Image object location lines
************
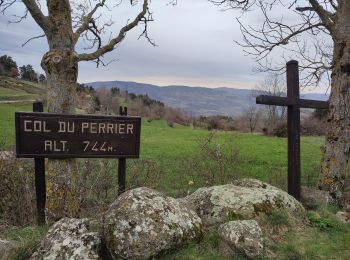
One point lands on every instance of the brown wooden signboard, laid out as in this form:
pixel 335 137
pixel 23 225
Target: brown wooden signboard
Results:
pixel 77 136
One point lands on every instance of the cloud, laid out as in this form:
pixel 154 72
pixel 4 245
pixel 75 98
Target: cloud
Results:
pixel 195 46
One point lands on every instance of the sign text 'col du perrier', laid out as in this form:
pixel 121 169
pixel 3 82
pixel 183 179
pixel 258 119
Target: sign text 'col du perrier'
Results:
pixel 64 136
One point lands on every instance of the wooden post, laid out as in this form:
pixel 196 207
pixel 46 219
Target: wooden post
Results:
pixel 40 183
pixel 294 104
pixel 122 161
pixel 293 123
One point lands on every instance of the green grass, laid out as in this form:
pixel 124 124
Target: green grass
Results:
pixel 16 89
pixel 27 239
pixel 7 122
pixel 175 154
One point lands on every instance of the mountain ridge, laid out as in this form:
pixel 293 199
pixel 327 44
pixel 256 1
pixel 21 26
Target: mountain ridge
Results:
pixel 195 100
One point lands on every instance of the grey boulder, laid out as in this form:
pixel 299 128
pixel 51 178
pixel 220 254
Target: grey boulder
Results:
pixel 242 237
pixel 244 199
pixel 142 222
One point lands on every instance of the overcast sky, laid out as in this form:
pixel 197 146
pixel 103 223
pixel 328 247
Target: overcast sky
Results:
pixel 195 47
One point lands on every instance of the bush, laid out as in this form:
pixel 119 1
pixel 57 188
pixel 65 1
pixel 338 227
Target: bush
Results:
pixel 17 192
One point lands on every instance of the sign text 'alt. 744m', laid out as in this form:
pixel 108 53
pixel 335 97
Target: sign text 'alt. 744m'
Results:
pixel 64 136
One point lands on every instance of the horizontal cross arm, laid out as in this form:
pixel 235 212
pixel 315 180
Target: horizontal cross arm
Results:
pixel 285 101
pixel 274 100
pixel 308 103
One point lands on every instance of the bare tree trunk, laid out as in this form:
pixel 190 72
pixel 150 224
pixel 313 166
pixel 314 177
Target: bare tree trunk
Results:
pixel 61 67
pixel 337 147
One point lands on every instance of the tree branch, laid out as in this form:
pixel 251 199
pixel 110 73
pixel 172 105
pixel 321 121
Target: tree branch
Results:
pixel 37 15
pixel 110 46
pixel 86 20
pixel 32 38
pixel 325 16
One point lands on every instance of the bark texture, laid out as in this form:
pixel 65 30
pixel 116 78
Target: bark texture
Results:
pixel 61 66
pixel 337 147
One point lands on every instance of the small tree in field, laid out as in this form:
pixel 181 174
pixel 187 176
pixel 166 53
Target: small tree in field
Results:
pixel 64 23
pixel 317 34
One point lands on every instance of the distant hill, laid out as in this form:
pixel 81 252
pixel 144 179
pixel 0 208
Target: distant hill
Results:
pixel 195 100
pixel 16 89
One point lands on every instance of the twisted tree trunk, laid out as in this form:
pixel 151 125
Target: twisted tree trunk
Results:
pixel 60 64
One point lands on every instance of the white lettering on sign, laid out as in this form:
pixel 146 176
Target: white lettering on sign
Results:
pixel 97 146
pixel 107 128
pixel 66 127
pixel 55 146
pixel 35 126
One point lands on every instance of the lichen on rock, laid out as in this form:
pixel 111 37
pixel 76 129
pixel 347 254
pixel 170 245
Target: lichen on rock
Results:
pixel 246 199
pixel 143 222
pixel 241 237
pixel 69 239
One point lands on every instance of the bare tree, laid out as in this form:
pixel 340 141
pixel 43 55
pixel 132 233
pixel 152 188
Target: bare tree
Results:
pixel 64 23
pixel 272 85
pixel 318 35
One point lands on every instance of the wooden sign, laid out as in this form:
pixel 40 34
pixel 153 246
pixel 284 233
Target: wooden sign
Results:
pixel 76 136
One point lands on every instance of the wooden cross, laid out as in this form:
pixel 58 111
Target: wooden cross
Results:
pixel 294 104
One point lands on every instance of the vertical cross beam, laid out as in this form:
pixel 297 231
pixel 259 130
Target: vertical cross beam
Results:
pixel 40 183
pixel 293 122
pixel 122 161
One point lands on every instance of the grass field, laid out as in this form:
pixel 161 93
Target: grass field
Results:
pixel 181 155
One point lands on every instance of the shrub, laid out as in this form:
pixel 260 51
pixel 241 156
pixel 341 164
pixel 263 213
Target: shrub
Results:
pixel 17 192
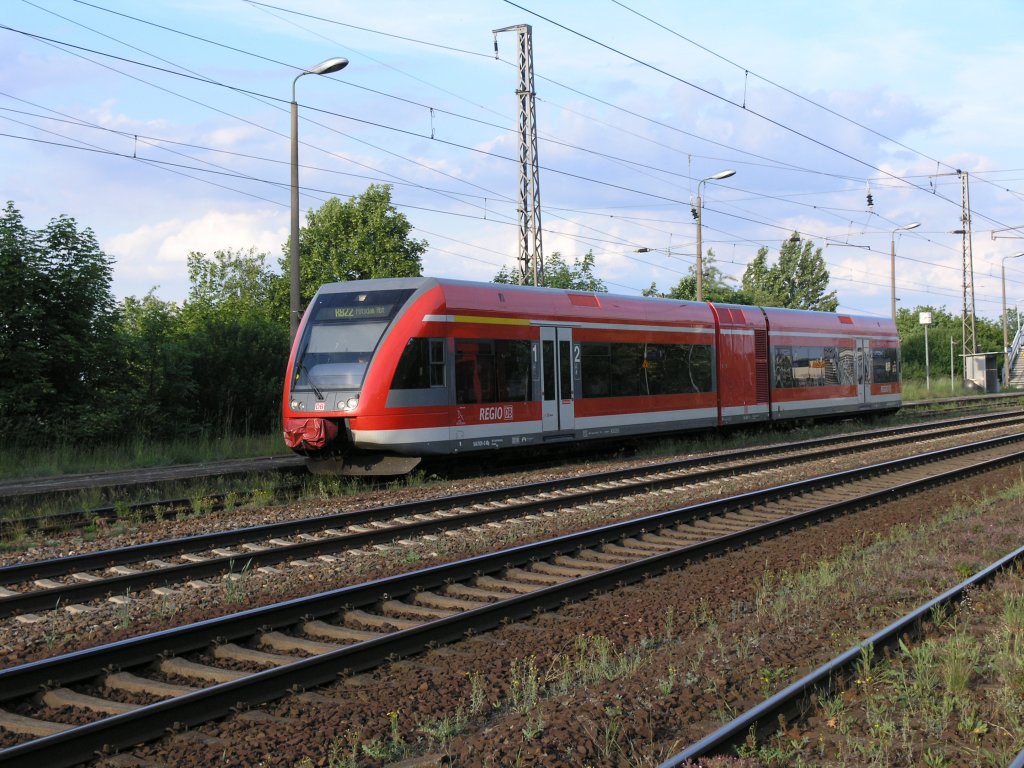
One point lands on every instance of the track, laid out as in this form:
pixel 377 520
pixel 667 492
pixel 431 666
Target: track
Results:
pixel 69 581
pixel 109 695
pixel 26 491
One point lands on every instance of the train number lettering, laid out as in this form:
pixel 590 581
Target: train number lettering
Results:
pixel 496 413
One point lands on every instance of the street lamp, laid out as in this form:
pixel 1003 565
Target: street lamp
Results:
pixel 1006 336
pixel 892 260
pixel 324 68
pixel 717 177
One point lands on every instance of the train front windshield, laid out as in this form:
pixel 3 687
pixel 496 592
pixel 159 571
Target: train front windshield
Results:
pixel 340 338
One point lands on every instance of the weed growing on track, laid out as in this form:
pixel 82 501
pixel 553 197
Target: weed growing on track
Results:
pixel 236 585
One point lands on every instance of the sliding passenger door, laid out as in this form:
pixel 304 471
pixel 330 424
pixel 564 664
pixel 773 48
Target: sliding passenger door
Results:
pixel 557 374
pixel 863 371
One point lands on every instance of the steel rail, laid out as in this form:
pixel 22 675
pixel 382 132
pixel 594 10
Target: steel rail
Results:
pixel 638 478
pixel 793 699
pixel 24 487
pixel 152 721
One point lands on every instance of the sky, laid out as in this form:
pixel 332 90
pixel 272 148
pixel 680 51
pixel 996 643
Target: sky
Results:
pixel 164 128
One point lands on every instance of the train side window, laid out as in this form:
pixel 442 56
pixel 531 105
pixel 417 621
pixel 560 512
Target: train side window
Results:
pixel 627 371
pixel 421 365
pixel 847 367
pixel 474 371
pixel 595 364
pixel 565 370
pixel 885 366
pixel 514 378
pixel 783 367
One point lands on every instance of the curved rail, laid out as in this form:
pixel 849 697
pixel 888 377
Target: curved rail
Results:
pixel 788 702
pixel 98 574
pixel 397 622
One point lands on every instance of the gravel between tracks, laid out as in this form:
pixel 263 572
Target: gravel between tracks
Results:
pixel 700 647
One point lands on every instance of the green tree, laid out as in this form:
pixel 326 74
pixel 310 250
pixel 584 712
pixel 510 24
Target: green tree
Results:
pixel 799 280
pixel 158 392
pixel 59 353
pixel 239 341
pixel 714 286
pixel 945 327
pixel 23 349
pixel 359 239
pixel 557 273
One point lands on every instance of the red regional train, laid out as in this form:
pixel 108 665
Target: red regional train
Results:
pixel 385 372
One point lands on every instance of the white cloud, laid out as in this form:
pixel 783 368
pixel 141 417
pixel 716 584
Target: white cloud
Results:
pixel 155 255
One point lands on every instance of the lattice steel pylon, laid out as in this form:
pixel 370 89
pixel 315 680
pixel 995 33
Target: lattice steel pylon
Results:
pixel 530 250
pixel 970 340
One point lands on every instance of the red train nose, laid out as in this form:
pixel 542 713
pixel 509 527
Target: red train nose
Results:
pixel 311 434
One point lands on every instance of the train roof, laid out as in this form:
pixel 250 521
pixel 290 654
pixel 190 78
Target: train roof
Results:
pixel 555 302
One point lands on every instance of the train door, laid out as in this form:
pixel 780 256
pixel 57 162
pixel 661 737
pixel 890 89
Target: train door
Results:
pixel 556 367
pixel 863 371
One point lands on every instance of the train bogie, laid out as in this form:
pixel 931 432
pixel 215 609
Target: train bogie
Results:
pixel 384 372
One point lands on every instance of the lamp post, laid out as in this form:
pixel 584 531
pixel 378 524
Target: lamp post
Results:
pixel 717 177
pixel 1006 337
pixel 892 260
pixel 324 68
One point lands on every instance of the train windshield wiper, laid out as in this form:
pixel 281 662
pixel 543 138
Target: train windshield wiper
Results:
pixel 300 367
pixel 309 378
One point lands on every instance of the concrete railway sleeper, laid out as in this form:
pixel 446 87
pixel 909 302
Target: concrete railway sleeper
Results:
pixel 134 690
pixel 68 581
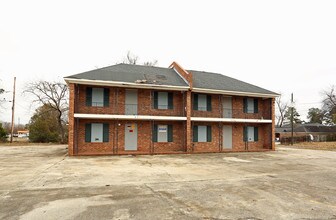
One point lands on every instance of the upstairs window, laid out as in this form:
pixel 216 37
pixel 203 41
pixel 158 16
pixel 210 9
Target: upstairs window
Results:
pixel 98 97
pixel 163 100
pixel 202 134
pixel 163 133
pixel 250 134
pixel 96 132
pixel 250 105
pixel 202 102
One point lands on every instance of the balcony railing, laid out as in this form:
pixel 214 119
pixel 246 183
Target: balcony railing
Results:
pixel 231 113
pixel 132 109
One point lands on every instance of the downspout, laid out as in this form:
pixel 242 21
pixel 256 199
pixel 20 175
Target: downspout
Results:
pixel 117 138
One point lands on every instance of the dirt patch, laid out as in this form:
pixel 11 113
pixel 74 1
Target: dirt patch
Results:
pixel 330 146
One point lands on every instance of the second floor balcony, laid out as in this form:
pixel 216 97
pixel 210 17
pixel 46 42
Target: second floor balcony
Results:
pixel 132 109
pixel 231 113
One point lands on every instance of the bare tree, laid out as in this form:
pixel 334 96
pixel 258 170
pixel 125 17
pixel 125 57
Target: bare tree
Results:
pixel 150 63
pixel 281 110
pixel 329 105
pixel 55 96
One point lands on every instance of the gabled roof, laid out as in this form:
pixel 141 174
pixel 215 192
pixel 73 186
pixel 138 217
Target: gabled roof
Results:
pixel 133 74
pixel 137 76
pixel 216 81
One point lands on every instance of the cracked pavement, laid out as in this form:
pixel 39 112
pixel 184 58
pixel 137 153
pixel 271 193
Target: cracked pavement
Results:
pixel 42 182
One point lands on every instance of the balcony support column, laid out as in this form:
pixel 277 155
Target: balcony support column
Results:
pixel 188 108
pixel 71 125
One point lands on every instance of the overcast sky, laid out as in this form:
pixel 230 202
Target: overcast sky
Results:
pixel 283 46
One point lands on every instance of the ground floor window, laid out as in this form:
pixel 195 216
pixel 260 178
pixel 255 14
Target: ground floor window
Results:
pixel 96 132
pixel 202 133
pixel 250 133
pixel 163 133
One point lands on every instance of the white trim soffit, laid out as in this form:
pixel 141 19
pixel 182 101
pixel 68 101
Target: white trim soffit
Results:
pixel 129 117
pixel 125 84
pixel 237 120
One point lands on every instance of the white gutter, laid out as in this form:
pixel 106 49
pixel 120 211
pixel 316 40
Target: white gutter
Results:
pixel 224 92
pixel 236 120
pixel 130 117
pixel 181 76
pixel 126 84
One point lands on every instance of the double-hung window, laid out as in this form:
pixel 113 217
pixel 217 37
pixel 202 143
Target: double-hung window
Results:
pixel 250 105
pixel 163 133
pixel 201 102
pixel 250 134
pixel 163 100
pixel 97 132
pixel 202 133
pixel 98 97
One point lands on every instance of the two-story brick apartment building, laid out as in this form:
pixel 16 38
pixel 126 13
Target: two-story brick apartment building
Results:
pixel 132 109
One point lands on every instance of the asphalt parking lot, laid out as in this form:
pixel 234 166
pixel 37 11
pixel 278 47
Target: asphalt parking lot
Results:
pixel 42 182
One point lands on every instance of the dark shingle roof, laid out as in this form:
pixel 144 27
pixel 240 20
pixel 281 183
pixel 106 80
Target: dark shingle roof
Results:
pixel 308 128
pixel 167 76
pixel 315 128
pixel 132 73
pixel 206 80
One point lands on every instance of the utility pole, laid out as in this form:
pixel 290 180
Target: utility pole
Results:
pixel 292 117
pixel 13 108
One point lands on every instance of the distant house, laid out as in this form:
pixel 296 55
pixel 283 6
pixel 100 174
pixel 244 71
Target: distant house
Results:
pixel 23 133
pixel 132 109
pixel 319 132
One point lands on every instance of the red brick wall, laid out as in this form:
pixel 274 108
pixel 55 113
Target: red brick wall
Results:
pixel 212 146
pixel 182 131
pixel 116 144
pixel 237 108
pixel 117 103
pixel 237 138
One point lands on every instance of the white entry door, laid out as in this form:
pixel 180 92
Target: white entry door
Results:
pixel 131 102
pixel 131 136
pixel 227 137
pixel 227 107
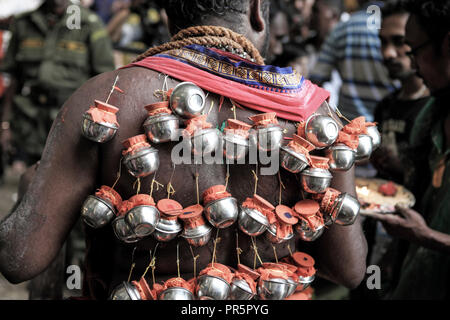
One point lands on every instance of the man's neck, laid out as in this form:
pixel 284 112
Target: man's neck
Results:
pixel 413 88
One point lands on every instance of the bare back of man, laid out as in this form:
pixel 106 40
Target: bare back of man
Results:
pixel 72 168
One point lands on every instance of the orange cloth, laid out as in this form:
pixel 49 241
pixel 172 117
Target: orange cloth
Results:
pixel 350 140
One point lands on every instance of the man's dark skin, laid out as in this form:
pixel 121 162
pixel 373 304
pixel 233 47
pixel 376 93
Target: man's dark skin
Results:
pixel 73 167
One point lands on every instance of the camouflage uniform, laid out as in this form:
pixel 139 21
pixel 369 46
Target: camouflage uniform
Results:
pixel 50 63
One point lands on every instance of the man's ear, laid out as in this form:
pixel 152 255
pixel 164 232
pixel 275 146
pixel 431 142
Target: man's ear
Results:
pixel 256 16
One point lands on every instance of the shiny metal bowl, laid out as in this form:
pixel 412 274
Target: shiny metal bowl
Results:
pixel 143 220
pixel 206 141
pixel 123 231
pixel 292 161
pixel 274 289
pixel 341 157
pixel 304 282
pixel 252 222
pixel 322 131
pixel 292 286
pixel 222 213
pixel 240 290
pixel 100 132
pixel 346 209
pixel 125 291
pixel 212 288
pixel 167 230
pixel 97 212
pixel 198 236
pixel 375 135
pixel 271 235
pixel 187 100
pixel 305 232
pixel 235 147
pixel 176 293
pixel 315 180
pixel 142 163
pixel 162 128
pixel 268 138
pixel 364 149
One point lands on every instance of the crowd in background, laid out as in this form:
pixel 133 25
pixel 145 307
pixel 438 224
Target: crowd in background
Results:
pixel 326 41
************
■ **WORK TO BE COMPLETED**
Express the stretch from the start of the lines through the line containing "pixel 195 46" as a Markdown table with two columns, Row for the row number and Line for the line itself, and skip any blank lines. Leave the pictures out of the table.

■ **REPLY TO THE TASK**
| Row | Line |
|---|---|
| 1 | One point lands on every instance of the brown wooden signboard, laid out as in this form: |
| 2 | pixel 335 137 |
| 3 | pixel 23 225 |
| 4 | Target: brown wooden signboard |
| 5 | Results: |
| 6 | pixel 77 136 |
| 7 | One point lands on every instance of the cloud, laid out as in this form: |
| 8 | pixel 154 72 |
| 9 | pixel 4 245 |
| 10 | pixel 75 98 |
| 11 | Target: cloud |
| 12 | Results: |
| 13 | pixel 195 46 |